= Extract =

────

# a Hella of a thing !!



## mentaliss (Oct 23, 2012)

Ok Ive done something very wrong or its just a coincident, I have extended the ' Mains' system in the MH mainly to create different locations for the socket outlets, not to have more devices..tested said work with polarity tester etc, etc everything just fine. 
I at the same time I extended the 12vlt system with the HELLA type single pole wall outlets and there's the problem...is there a special way the sockets and plugs must be wired as there is no indication which spade terminals are positive or negative ??..Voltmeter indicates all three new outlets 13.8 volts.
I also changed the 'Cigar lighter' type plug on the TV 12vlt power supply cable (used when no mains supply is available) wired that in the HELLA plug using the striped section of the cable to the centre pin...connected to the TV and nothing and now the TV doesn't work at all...I noticed that the HELLA plugs have 8AMP fuse's whereas the TV spec shows 12volt/3amp...good advice would be most wellcome


----------



## eurajohn (May 9, 2005)

If you use your multi meter to test the socket, so long as you have the relevant leads plugged into the unit i.e. red to red black to black; put the red lead into the supply socket to touch the connector in the centre bottom and the black lead against the side you should then read a figure which will relate to the voltage available if there is a - (minus) sign before the figure you have it wired reverse polarity, which will likely kill your TV or if you are lucky a fuse within it.
Better to test the wiring when connecting, using the same protocol if the red lead from tester is on live and the black is on ground then the display will not show the - (minus)


----------



## pippin (Nov 15, 2007)

I dunno about your MH but Hymers are really confusing on wiring colours.

The mains stuff is conventional blue, brown, yellow/green.

However the 12V DC wiring has the BLUE as 12V positive and BROWN as the -ve (chassis) connection.

Catches many of us out that does!


----------



## 113016 (Jun 5, 2008)

Not been a trained electrician, but is not the 13.8 volt showing the state of the battery and you are probably hooked up to mains.


----------



## eurajohn (May 9, 2005)

Graham, I'd say you are correct ref the voltage shown.

────

= Source excerpt =

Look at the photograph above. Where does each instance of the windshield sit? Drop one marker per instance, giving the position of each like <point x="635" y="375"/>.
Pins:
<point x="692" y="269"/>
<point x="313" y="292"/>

────

= Set task 1 =
In the wiring thread, which wire color do Hymers use for the 12V DC positive?
= Set task 2 =
Please quote the wiring thread from "## mentaliss (Oct" up to and including "outlets 13.8 volts.".

= Task response 1 =
Blue.

= Task response 2 =
## mentaliss (Oct 23, 2012)

Ok Ive done something very wrong or its just a coincident, I have extended the ' Mains' system in the MH mainly to create different locations for the socket outlets, not to have more devices..tested said work with polarity tester etc, etc everything just fine. 
I at the same time I extended the 12vlt system with the HELLA type single pole wall outlets and there's the problem...is there a special way the sockets and plugs must be wired as there is no indication which spade terminals are positive or negative ??..Voltmeter indicates all three new outlets 13.8 volts.